#### Requirement
Copy each of the rows below word for word.

◆ ◆ ◆ ◆ ◆ ◆ ◆

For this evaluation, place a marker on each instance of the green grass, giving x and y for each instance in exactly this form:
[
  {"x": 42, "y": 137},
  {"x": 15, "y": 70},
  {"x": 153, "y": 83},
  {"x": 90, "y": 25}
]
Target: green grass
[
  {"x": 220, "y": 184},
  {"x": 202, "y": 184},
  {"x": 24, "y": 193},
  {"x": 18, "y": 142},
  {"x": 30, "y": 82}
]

◆ ◆ ◆ ◆ ◆ ◆ ◆

#### Response
For this evaluation, place a marker on each instance of the green grass, giving x and y for each instance in exactly this form:
[
  {"x": 42, "y": 137},
  {"x": 15, "y": 70},
  {"x": 153, "y": 83},
  {"x": 90, "y": 25}
]
Target: green grass
[
  {"x": 220, "y": 184},
  {"x": 202, "y": 184},
  {"x": 24, "y": 193},
  {"x": 18, "y": 142},
  {"x": 30, "y": 82}
]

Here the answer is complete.